WHAT THIS TASK INVOLVES: Write out the strategy article again, starting with "The strategic planning" and going on through "year of decisions.", and substitute "filing cabinet" for "drawer".

The Field Guide

Strategy

The strategic planning document nobody needs

Why most strategy decks die in a drawer — and the lean operating doc that actually drives a year of decisions.

Read

9 min

Sections

7

Words

~625

Most strategic plans are sixty-page documents written by consultants, presented to a board, applauded, and then quietly ignored for the next twelve months. The actual decisions of the business — what to fund, who to hire, what to say yes and no to — are made in real time, in meetings, without any reference to the plan. The fix isn't a better deck. It's a fundamentally different kind of document: shorter, more opinionated, and built to be referenced weekly.

Section 01

Replace the deck with a five-page operating doc

The plan that gets used is the plan that fits in a single tab. Five pages, fixed sections: where we are, what we believe, what we're going to do (and not do), how we'll measure it, and what would change our mind. That's the entire document. Anything longer than five pages won't be reread; anything shorter usually skips the 'what we believe' section that gives the doc its spine.

INFORMATION GIVEN:

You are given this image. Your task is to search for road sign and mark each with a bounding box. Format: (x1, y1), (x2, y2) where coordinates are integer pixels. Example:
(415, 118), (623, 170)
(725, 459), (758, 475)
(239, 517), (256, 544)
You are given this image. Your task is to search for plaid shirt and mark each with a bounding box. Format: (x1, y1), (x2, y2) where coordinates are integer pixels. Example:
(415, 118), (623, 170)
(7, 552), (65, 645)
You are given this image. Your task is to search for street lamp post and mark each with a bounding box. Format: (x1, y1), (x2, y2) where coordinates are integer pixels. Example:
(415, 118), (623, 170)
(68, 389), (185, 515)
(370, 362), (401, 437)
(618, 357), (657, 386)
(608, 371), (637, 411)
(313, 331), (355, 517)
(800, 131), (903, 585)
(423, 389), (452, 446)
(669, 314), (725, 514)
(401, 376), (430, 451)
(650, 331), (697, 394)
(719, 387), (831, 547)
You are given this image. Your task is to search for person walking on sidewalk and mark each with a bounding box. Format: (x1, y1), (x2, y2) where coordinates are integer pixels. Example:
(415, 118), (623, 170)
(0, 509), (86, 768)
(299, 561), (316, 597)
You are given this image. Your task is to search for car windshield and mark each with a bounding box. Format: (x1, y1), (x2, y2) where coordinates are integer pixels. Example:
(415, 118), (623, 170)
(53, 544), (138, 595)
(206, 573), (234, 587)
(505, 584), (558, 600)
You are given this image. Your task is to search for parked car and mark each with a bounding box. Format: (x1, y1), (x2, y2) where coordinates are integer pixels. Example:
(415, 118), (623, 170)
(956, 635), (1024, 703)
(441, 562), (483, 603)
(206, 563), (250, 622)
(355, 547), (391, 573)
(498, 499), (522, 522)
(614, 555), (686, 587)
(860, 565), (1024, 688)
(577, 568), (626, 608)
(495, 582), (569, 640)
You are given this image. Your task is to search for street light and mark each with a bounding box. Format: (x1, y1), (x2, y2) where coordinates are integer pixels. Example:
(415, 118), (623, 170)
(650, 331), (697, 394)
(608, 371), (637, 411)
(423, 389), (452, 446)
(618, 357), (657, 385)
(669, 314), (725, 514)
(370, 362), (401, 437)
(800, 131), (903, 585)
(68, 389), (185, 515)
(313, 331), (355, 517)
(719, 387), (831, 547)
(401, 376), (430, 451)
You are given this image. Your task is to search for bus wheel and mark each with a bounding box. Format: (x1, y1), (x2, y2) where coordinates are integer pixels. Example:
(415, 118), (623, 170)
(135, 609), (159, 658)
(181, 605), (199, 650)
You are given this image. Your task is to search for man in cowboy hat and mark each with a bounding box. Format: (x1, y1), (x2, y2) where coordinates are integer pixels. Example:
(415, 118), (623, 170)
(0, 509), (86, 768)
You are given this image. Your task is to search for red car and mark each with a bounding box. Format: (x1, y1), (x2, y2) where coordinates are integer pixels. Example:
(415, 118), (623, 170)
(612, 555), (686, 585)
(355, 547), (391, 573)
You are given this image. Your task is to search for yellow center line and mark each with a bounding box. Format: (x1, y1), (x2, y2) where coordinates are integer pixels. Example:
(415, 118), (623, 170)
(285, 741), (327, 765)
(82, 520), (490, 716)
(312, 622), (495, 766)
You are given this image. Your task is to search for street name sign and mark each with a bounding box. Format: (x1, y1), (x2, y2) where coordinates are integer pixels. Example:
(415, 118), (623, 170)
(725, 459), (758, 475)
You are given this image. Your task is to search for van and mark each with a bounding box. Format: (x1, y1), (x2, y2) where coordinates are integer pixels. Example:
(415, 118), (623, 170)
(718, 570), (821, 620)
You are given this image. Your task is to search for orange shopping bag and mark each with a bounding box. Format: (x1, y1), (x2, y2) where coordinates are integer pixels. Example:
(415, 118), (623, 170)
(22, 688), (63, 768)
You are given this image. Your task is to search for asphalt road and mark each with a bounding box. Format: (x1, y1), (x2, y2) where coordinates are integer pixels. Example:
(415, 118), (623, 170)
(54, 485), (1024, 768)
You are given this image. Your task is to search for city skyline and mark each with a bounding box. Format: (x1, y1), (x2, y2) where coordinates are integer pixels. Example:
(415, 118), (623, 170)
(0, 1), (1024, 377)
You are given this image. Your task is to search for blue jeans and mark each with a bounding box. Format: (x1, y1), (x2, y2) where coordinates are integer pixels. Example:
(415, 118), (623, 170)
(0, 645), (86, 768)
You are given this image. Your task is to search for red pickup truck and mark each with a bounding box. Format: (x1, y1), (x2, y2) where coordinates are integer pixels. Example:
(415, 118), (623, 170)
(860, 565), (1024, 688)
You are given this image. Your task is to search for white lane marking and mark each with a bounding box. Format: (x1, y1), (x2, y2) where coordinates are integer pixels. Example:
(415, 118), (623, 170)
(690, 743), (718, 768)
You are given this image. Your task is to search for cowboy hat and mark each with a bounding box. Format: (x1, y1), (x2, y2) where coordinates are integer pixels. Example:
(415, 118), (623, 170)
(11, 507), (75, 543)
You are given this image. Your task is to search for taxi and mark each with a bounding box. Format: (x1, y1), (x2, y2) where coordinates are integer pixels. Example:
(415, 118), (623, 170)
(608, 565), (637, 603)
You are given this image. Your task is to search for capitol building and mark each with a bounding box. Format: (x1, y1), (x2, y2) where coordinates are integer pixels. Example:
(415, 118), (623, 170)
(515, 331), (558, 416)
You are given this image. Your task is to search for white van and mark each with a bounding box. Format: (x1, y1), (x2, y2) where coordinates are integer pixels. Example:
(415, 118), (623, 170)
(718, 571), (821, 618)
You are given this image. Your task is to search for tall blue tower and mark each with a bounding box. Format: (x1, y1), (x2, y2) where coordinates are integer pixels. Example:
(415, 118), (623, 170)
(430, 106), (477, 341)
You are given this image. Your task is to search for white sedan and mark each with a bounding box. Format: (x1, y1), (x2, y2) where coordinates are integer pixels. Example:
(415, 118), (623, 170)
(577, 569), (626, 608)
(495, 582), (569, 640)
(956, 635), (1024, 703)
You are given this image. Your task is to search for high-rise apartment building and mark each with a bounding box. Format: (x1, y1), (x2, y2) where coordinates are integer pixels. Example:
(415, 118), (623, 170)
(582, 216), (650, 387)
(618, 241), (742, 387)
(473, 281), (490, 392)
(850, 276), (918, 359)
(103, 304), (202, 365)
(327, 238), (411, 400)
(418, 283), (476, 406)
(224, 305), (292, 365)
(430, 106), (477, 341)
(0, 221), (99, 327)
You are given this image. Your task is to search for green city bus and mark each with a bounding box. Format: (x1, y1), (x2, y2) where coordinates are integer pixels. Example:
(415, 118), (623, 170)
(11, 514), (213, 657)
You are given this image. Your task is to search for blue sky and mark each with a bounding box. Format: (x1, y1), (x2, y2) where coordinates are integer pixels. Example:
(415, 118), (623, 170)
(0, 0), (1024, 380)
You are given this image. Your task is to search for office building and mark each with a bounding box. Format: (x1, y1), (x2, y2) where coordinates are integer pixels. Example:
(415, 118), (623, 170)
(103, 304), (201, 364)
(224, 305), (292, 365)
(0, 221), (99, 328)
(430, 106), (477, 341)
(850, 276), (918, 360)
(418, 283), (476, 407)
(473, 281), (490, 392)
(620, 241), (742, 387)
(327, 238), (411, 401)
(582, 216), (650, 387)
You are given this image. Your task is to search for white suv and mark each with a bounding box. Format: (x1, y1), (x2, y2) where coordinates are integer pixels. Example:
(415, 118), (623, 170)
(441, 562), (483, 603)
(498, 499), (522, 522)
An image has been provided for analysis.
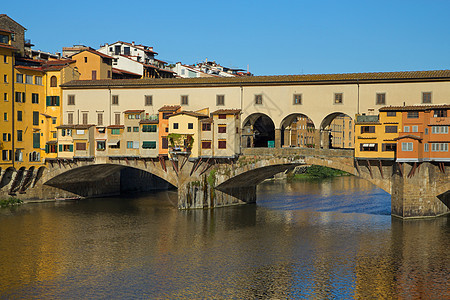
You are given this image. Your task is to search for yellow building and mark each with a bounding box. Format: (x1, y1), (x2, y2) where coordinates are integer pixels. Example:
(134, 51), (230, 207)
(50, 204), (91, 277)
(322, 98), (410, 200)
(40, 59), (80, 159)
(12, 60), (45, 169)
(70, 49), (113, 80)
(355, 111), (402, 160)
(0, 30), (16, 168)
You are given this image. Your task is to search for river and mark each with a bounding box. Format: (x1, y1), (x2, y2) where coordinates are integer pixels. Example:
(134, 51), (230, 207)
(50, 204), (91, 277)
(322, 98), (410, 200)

ANSWER TO THE PROBLEM:
The strategic planning document nobody needs

Why most strategy decks die in a filing cabinet — and the lean operating doc that actually drives a year of decisions.